* [Work instructions]:
Reproduce verbatim only the line that holds "One point per instance, written like point(19, 178)" and the lines that follow it to the end of the listing.

*** Available data ***

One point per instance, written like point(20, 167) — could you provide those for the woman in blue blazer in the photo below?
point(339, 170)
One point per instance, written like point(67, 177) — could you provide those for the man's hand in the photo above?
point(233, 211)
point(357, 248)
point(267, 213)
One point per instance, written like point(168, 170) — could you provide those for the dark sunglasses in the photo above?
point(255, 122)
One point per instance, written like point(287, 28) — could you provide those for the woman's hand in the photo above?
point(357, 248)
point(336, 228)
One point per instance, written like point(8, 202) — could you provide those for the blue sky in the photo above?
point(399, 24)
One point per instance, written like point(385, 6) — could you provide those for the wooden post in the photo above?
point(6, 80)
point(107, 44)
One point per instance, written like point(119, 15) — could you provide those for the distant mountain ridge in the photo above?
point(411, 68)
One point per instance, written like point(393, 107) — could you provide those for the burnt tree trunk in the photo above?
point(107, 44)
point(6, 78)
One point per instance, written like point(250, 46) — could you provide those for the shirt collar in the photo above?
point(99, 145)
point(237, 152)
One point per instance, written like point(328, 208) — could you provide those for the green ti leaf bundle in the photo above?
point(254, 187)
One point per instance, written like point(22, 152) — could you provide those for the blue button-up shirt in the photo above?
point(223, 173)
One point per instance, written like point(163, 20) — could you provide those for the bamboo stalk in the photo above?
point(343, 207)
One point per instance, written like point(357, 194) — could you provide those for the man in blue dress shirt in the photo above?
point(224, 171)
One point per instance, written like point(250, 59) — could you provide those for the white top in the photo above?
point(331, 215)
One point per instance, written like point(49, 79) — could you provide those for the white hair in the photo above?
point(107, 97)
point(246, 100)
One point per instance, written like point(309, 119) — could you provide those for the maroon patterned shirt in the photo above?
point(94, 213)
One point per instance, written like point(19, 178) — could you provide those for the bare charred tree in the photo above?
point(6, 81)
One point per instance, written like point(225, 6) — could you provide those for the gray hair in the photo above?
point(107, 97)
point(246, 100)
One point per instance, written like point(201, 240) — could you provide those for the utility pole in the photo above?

*** End of Available data ***

* [Written solution]:
One point per instance, written like point(19, 178) — could you provide those for the bare charred tree in the photo above?
point(6, 81)
One point per instance, written like point(225, 6) — could you provide those for the gray hair in the photo above?
point(107, 97)
point(246, 100)
One point per instance, written like point(201, 240) — could you provide those for the utility pole in the photo above?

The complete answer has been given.